[Stored data entries]
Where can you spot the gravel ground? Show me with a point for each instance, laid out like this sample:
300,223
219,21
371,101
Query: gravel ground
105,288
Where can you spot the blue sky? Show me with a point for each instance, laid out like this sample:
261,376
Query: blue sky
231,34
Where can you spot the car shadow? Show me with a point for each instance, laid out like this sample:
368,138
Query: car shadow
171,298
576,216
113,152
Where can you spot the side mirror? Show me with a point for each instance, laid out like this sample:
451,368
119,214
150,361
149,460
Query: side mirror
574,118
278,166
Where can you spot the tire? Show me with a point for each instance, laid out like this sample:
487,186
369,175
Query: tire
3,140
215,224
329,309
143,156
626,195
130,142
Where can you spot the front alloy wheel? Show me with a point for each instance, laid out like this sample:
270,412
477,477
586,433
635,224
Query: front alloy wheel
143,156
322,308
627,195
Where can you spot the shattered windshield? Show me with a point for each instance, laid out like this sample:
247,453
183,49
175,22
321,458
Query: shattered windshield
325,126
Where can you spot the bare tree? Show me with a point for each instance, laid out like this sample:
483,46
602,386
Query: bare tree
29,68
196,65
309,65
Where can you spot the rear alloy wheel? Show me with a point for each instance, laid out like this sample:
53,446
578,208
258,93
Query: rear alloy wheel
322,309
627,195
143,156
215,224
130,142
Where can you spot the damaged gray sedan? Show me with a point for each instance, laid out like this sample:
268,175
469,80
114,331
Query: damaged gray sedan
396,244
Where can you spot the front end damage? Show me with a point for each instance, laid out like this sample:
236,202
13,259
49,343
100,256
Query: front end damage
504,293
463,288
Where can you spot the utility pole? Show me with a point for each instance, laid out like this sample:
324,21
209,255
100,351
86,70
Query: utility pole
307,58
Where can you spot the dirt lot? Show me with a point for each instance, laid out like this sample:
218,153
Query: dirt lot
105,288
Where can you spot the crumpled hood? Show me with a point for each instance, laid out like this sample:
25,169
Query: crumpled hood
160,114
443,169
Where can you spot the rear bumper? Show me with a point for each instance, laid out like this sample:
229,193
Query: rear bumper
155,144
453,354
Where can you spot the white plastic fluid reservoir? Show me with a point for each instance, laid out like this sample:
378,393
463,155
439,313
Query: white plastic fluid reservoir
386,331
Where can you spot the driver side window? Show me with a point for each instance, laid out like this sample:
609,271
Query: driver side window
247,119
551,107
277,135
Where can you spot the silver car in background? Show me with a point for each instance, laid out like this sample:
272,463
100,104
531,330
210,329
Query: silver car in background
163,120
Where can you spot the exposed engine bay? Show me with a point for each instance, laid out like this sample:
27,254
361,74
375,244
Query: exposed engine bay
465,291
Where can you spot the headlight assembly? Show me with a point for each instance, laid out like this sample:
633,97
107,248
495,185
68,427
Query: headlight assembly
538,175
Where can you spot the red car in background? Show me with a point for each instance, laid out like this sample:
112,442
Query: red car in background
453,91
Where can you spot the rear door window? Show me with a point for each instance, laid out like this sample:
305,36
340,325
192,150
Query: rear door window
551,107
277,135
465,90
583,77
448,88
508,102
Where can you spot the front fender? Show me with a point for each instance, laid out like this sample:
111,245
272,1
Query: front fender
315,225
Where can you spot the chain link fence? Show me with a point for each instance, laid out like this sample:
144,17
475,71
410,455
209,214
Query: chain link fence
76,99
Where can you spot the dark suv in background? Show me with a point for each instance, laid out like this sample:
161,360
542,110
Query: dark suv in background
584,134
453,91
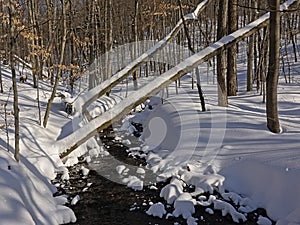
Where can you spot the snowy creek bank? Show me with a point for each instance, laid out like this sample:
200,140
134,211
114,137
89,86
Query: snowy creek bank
104,196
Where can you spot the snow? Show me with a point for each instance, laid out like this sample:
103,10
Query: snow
184,206
157,209
229,151
263,221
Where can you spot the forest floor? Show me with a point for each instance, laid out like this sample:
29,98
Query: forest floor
109,203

* WHAT TO WORK ON:
Each entry above must be duplicated precisely; none of the pictures may be included.

* EXPECTED ANSWER:
Where can you spot the gravel ground? Show me with a point for each instance, laid out like this sample:
300,223
219,21
371,101
Query: gravel ground
105,288
Where can you spot the blue sky? Show me with a point for each instance, laid out like this sample:
261,376
Query: blue sky
231,34
Where can you spot the car shadow? Show me with a point for each instance, laid out like this sample:
368,138
Query: car shadow
171,298
576,216
113,152
Where can you spot the side mirror? Show me with a point for each instance, laid out like this sample:
451,368
119,214
150,361
149,460
Query: side mirror
574,118
278,166
Where can you spot the tire? Show me with a point for each instance, laid out like this sample:
487,186
369,175
Query: tire
3,140
215,224
329,309
143,156
626,195
130,142
Where can you spot the front alloy wheel? Show me with a point for each instance, laid out like this sample:
270,412
477,477
586,433
635,224
Query: front alloy wheel
143,156
322,308
627,195
Where can you spot the shattered windshield? Show me with a point for each instance, laid out like this sample:
247,453
183,49
175,22
321,458
Query: shattered windshield
325,126
Where can you spot the bare tree? Show me with a point for each instance, laid out like this sample:
483,46
602,386
Query: bare tree
29,68
196,65
309,65
Where can you spot the rear alloy wheel? Show me with a point for each instance, laid out like this sample:
53,446
578,208
258,93
Query: rear alloy wheel
322,309
627,195
143,156
215,224
130,142
Where can you spot the damaged gray sedan? Show me with a point for each instance, laid out like this sample:
268,175
469,80
114,331
Query: damaged gray sedan
396,244
Where can you spot the front end damage? Show me with a point for each instance, laid out like this sample:
236,202
13,259
49,343
100,256
Query: front end damage
504,293
463,288
Where can you spot the utility pole? Show me with a point for each instance, laid out like this sample:
324,21
209,255
100,351
86,70
Query: utility pole
307,58
Where can you spot the dirt lot? Show me with a point for each instance, laid out like this sample:
218,153
Query: dirt lot
105,288
Where can you spot the crumpled hood? Show me with a point for each instance, laid out like this sample:
25,169
Query: crumpled hood
160,114
443,169
Where can you spot the rear bumper? Show me with a point for each instance, laid out like this sample:
229,193
Query: rear bumper
155,144
453,354
Where can you spot the white plastic fluid reservoir? Show me with a point for each instance, laid out like this sample:
378,393
463,155
439,313
Query: white plastic fluid reservoir
386,331
Where can you spot the driver side window? Show me with a point for each instance, laid out like this sample:
609,271
Query: driver side window
247,119
551,107
277,135
Where can you spot the silver car in background? Show me with a point for each instance, laid out like this sample:
272,463
100,104
531,330
210,329
Query: silver car in background
163,120
Where can you spot the exposed engine bay? Show me with a point for each instance, laid out like this sample:
27,254
361,74
375,244
Query: exposed engine bay
465,291
Where can you spot the headlight assembly? Show me with a point for each instance, laid out like this sample:
633,97
107,248
495,185
68,427
Query: headlight assembly
538,175
Where can you spot the red car in background? Show me with a point for each instance, laid out like this sample:
112,442
Query: red car in background
453,91
Where can you spot the rear door window? Show me with a point for each instance, laid out like this sample:
305,36
340,325
192,150
Query: rear door window
551,107
277,135
465,90
583,77
448,88
508,102
Where can you spot the front fender? Show me with a point for each instance, laid out like this sample:
111,245
272,1
Query: front fender
315,225
Where can you spot the chain link fence? Show me with a point for each instance, laid out like this sample:
144,17
475,71
410,455
209,214
Query: chain link fence
76,99
Where can you spot the dark suv in background? Show me with a point for each instance, laid out like this sample:
161,360
542,110
Query: dark suv in background
584,134
453,91
Where can you spot the snowy creek bank? Show me with a point for each instance, laid out like this sample:
200,140
134,211
114,137
89,86
Query: snowy creek bank
104,196
Where can you spot the snow? Show me with a point for each instance, laid out like this sample:
103,10
Query: snow
184,206
157,209
229,151
263,221
Where can you spot the forest floor? Show me with a point for each instance, laid out like this sample:
29,98
Query: forest floor
109,203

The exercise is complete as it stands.